• TASK DATA:
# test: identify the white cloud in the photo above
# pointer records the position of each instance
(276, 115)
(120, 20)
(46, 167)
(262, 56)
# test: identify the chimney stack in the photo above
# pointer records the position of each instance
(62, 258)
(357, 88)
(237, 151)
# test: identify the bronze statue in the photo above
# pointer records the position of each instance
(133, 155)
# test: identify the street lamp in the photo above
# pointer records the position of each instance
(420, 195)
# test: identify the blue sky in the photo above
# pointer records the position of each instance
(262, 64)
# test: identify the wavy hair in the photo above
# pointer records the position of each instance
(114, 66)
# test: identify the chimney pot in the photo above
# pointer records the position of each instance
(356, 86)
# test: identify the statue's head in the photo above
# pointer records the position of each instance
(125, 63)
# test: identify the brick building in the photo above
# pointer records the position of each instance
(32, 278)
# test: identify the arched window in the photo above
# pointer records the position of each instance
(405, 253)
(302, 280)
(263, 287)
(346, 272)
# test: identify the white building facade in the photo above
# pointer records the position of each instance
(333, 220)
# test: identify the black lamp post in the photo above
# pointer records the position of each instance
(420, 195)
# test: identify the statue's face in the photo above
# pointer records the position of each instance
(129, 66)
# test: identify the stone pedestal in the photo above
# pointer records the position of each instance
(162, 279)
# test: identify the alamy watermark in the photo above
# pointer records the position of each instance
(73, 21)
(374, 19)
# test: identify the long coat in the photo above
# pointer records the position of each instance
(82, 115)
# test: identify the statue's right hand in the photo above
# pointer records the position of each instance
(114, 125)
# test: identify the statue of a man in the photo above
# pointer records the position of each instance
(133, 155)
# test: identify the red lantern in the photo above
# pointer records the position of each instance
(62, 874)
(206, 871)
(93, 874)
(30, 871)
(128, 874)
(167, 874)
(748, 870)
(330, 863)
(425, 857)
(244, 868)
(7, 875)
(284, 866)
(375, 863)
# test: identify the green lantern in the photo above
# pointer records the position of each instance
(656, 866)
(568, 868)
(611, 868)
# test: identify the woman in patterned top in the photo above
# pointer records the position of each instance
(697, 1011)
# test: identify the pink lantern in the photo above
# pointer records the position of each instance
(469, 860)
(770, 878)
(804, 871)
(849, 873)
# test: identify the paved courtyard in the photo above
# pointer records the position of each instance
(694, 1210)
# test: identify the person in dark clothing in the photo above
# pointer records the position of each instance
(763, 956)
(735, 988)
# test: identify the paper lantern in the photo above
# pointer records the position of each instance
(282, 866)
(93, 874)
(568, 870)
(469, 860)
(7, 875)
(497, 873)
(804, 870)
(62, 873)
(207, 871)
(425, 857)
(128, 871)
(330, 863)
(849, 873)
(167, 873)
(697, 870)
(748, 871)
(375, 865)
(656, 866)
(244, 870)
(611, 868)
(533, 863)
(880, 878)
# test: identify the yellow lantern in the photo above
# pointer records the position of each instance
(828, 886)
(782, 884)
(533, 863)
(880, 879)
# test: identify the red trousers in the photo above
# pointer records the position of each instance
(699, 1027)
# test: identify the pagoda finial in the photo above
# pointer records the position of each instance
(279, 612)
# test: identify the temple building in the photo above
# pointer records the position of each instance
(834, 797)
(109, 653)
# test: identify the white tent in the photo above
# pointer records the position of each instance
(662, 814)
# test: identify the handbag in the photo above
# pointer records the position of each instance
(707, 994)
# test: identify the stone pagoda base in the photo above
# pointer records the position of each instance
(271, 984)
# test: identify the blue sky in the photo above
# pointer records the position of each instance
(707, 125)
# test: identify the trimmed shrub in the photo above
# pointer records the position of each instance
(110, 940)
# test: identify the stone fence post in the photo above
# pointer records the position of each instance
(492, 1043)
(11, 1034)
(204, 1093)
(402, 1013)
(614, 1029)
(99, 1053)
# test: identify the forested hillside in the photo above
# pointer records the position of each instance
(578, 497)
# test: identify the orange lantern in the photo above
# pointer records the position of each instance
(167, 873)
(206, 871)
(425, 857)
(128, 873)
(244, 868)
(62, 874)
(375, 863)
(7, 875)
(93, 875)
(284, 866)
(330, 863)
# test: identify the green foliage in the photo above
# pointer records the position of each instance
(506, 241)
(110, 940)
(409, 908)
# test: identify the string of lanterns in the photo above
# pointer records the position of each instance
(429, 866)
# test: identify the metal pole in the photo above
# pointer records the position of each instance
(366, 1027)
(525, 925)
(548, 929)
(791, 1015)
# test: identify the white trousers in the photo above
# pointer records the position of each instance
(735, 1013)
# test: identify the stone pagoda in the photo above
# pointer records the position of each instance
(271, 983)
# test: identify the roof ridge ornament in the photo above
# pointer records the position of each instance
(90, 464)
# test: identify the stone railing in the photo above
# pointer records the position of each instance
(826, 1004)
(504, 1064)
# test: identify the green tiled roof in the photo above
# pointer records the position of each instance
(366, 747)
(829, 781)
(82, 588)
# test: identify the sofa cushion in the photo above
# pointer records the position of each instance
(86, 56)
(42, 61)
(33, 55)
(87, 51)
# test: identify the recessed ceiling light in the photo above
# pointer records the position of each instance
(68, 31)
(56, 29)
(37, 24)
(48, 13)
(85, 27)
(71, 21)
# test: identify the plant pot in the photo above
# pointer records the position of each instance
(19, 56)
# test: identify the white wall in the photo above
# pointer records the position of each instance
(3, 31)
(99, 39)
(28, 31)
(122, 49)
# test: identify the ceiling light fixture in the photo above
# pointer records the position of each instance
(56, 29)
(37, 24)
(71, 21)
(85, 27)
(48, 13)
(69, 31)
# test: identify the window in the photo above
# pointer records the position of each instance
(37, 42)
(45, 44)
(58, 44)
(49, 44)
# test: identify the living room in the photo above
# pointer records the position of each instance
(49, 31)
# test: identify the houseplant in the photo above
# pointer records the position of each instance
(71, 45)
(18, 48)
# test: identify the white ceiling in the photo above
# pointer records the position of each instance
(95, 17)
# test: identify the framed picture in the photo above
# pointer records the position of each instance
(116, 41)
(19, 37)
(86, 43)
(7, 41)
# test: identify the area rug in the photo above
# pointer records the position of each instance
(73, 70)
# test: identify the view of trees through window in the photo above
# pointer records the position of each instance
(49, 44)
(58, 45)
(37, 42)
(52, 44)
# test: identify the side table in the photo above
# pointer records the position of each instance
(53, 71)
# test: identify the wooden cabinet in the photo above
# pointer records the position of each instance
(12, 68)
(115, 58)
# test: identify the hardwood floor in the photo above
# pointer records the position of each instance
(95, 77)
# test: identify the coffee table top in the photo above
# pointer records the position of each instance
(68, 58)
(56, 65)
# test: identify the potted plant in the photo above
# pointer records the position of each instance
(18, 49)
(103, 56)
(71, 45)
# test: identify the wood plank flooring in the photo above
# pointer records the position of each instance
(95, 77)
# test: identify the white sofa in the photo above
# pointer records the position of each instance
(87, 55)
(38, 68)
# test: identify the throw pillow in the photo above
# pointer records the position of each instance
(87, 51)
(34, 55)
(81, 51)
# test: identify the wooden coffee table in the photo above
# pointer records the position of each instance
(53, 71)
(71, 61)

• YOUR OBJECTIVE: Please repeat the entries starting with the line with "# test: identify the handbag" and going on through the line with "(791, 1015)", copying every line and multiplying each coordinate by 1.8, rounded to a whole number with halves going up. Leave all other text unchanged, and give only these lines.

• RESPONSE BELOW:
# test: identify the handbag in the photo above
# pointer records the position of each instance
(1273, 1789)
# test: identify the stone pagoda base in the photo above
# pointer records the position of each instance
(488, 1771)
# test: identify the blue sky in the photo above
# pointer records the position of each instance
(1273, 225)
# test: identify the trimmed shrub in the photo above
# pointer records the position of each instance
(198, 1692)
# test: identify the stone fence post in the photo above
# pointer records the position of each instance
(886, 1877)
(20, 1861)
(367, 1967)
(724, 1823)
(1105, 1852)
(178, 1895)
# test: identify the forested hillside in the photo above
# pointer records the position of each instance
(1040, 895)
# test: identify the orange lantern in the photo above
# pointer records the position of each instance
(301, 1571)
(371, 1568)
(765, 1543)
(230, 1571)
(439, 1562)
(112, 1573)
(675, 1553)
(13, 1575)
(167, 1575)
(511, 1559)
(594, 1553)
# test: identify the green foliage in the photo above
# pointer records the position of each instance
(911, 434)
(198, 1692)
(736, 1634)
# test: identify the string of lanterns in the photo above
# pointer records the position of each instance
(772, 1559)
# test: identify the metal pole in the photo above
# pointer records the position of each instance
(659, 1849)
(945, 1665)
(986, 1672)
(1424, 1827)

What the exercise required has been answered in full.